**EXERCISE INSTRUCTIONS:**
Search the data for the word "barrel" and copy out every line that has it.

[EXTRACTED MATERIAL Boundary: Start]

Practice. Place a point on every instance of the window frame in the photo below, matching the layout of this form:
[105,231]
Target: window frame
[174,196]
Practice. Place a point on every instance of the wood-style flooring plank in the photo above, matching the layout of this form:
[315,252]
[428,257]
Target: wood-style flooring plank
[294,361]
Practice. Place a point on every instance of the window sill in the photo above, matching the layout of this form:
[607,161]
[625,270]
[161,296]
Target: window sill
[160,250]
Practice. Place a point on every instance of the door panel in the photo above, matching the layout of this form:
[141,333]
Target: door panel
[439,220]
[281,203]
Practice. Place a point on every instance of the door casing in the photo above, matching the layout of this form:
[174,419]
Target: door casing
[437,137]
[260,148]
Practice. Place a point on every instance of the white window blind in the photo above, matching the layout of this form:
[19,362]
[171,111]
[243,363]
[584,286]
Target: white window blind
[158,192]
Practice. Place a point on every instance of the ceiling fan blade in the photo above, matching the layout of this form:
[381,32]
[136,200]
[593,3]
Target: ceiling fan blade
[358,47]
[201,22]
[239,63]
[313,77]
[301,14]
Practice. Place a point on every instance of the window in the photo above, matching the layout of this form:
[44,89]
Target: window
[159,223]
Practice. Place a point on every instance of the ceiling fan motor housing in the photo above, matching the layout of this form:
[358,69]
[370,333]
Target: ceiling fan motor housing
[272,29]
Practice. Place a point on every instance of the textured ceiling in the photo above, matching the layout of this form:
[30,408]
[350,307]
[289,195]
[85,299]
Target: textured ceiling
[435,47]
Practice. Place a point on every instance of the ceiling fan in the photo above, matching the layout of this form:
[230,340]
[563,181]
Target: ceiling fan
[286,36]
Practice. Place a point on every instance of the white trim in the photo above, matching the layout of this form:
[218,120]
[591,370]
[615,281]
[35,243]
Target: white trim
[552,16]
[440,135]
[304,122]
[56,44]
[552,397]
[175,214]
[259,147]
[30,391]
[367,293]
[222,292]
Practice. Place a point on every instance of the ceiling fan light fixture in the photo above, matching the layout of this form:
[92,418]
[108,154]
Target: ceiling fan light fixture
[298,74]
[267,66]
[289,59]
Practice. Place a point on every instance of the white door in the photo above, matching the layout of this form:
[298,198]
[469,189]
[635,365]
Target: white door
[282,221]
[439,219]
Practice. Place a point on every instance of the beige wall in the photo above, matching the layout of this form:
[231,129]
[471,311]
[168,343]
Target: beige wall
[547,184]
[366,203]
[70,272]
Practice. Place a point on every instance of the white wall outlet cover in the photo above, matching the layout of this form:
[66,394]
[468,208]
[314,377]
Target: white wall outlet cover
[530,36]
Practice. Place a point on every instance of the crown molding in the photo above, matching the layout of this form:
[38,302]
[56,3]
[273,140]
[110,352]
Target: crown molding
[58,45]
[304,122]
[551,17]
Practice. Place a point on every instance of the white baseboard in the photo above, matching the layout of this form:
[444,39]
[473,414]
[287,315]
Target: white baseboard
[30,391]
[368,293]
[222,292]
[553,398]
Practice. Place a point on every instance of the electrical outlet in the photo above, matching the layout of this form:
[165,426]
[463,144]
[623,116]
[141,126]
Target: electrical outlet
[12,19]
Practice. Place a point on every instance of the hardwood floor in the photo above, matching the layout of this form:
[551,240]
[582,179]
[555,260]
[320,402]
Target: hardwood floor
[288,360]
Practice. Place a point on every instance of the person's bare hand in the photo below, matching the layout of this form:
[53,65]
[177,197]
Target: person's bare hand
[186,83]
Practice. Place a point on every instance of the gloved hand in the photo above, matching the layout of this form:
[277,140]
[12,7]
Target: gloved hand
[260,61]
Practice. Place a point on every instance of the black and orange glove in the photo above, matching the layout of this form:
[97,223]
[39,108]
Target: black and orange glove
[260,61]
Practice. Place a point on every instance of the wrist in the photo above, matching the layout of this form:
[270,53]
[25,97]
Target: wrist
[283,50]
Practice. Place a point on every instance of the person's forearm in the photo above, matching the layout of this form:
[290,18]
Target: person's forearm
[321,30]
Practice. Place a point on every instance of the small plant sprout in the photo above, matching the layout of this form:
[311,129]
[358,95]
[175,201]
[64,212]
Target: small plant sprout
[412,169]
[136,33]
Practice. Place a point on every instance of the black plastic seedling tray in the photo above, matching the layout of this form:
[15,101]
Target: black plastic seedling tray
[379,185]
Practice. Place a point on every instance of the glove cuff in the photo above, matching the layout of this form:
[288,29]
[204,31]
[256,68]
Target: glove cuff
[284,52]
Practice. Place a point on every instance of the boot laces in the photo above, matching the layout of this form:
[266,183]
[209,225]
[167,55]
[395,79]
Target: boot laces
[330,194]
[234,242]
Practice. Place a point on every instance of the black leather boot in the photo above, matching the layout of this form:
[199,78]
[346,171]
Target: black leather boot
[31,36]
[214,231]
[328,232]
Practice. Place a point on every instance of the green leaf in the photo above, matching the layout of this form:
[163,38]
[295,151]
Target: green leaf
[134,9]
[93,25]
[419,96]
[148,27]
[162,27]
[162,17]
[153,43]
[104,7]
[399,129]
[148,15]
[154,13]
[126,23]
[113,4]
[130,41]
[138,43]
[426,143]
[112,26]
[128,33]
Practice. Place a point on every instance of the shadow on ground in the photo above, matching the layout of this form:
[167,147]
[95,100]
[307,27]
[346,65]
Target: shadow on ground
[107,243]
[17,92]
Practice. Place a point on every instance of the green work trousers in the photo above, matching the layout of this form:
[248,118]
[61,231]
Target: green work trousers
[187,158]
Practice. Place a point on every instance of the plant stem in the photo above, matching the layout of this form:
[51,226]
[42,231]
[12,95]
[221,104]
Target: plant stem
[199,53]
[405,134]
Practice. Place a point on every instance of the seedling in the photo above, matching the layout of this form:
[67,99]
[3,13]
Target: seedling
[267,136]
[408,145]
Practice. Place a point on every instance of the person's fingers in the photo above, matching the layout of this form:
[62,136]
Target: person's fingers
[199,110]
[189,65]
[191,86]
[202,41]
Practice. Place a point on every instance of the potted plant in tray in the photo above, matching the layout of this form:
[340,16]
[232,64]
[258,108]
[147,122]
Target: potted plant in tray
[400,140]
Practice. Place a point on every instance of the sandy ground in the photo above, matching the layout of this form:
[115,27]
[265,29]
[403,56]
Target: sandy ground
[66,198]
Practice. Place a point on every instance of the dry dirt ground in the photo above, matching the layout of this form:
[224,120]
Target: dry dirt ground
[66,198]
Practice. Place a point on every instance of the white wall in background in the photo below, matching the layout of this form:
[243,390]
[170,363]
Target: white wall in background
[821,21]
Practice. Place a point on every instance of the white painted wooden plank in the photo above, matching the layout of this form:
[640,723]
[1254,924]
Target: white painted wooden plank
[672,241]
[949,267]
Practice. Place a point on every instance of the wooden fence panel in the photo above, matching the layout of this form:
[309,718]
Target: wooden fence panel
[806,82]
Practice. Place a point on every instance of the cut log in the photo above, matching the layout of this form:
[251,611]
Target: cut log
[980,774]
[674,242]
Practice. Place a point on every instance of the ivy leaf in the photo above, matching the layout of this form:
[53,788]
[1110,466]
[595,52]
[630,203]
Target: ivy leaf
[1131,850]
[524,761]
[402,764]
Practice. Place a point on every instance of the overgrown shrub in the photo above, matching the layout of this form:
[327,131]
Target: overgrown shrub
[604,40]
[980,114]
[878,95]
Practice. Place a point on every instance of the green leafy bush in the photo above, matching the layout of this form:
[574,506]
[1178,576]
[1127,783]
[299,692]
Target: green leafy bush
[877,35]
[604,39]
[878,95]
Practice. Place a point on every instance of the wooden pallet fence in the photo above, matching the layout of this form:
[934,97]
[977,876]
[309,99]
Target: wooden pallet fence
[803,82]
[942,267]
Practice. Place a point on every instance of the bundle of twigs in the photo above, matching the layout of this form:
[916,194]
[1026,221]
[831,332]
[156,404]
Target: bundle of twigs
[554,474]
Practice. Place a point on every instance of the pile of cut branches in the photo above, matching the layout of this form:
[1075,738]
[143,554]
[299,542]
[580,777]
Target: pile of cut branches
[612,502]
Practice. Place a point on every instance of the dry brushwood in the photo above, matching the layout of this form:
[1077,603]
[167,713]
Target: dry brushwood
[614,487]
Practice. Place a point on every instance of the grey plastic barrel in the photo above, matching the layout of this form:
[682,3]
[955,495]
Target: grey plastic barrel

[EXTRACTED MATERIAL Boundary: End]

**TASK RESULT:**
Practice. Place a point on every instance of the grey plastic barrel in the photo above, matching the layout of this form:
Target: grey plastic barrel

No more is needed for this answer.